Text block -
------------------------------
Friends, let’s be honest. Training volunteers on our policies and procedures is necessary, but it isn’t fun for anyone. Make your procedural training as painless as possible by covering all policies and procedures in your Volunteer Handbook and reviewing as needed throughout the year, rather than spending lots of time on it during your in-person meetings.

3. TOPICS

Communicating your big picture vision and procedures is probably pretty important to you as a ministry leader, but don’t forget what it’s like to be a volunteer. They need some help navigating the issues they’re facing with kids and teenagers right now. That’s why it’s so important to think ahead, to anticipate the issues our volunteers will be dealing with (and when they’ll be dealing with them) and then provide training around those issues. One way to do this is to establish monthly training topics. You can use that topic to guide the content of any kind of training you do throughout that month, whether it’s a meeting, an email, or a conversation.

4. IDEAS

Lastly, remember that your volunteers need more than just vision and principles to help them do their jobs well. They need some practical ideas! As you craft your training strategy, consider ways you can highlight specific stories, ideas, and best practices that your volunteers can learn from and steal.

So what does this look like? How do you put all these pieces together? Here’s an example of how this might look for you. . .

AUGUST

EVENT: Volunteer Kick-Off.
TOOLS: Volunteer Handbook, Fall Small Group Leader Goals.
CONVERSATIONS: Meet with new volunteers.
CELEBRATION: Birthday cards, thank you notes.
COMMUNICATION: Weekly Volunteer Emails.

SEPTEMBER

DISCUSSION GROUP: Meet with 5th & 6th grade leaders.
CONVERSATIONS: 1 conversation per week.
CELEBRATION: Birthday cards, thank you notes.
COMMUNICATION: Weekly Volunteer Emails.

OCTOBER

MEETING: Training on leading a small group.
CONVERSATIONS: 1 conversation per week.
CELEBRATION: Birthday cards, thank you notes.
COMMUNICATION: Weekly Volunteer Emails.

NOVEMBER

DISCUSSION GROUP: Meet with 7th & 8th grade leaders.
CONVERSATIONS: 1 conversation per week.
CELEBRATION: Birthday cards, thank you notes.
COMMUNICATION: Weekly Volunteer Emails.

DECEMBER

CELEBRATION: Birthday cards, thank you notes, Volunteer Christmas Party.
COMMUNICATION: Weekly Volunteer Emails.

JANUARY

TOOLS: Spring Small Group Leader Goals.
DISCUSSION GROUP: 
Meet with Greeter Team.
CONVERSATIONS: 1 conversation per week.
CELEBRATION: Birthday cards, thank you notes.
COMMUNICATION: Weekly Volunteer Emails.

FEBRUARY

MEETING: Training on understanding the middle school brain.
CONVERSATIONS: 1 conversation per week.
CELEBRATION: Birthday cards, thank you notes.
COMMUNICATION: Weekly Volunteer Emails.

MARCH

DISCUSSION GROUP: Meet with 9th & 10th grade leaders.
------------------------------
Exercise data -
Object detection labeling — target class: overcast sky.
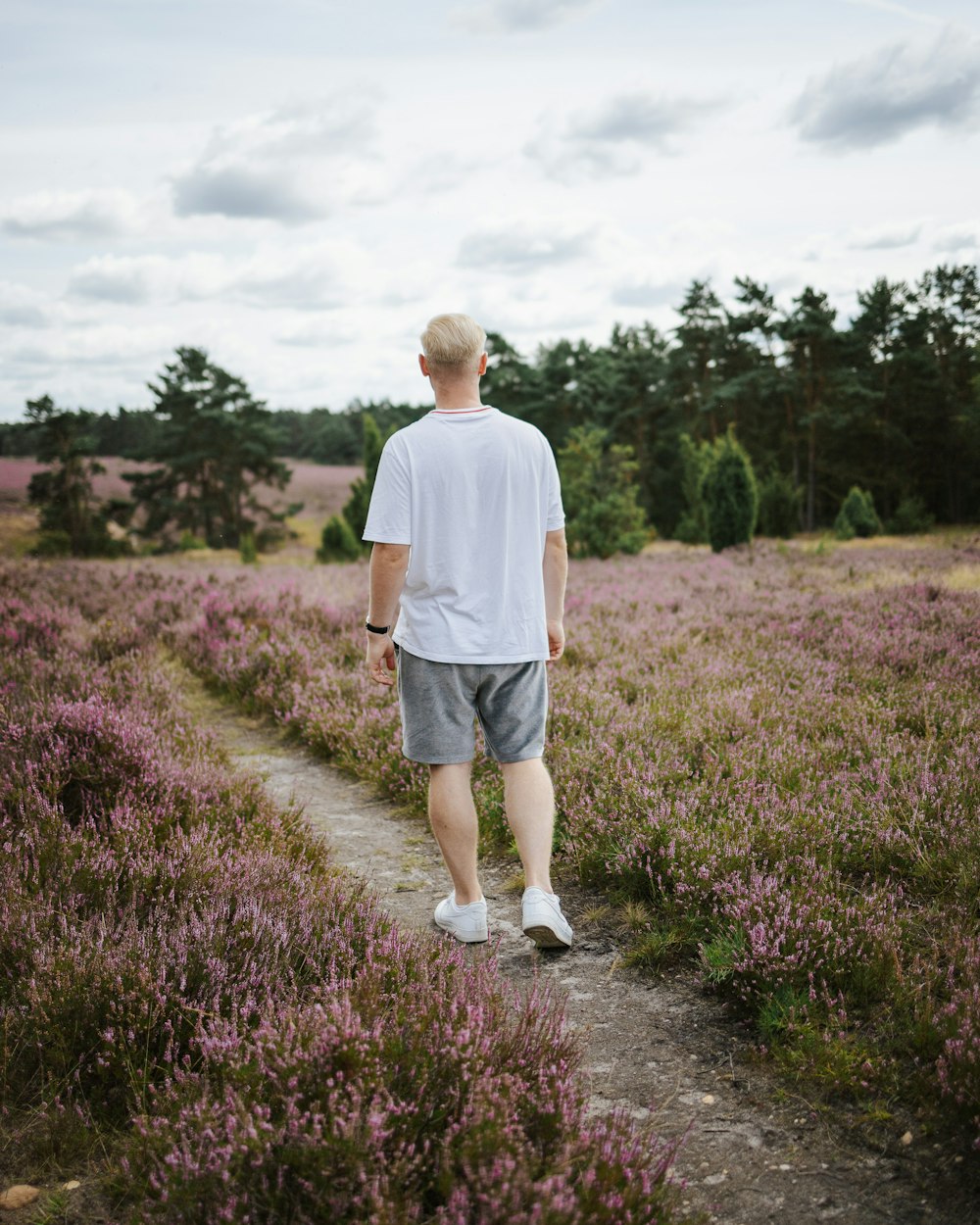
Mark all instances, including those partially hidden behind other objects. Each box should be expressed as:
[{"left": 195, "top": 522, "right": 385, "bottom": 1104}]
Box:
------------------------------
Problem - Reproduce, word for word, the part of the volunteer training text above that opens with the words containing "Communicating your big" and closes with "or a conversation.".

Answer to this task -
Communicating your big picture vision and procedures is probably pretty important to you as a ministry leader, but don’t forget what it’s like to be a volunteer. They need some help navigating the issues they’re facing with kids and teenagers right now. That’s why it’s so important to think ahead, to anticipate the issues our volunteers will be dealing with (and when they’ll be dealing with them) and then provide training around those issues. One way to do this is to establish monthly training topics. You can use that topic to guide the content of any kind of training you do throughout that month, whether it’s a meeting, an email, or a conversation.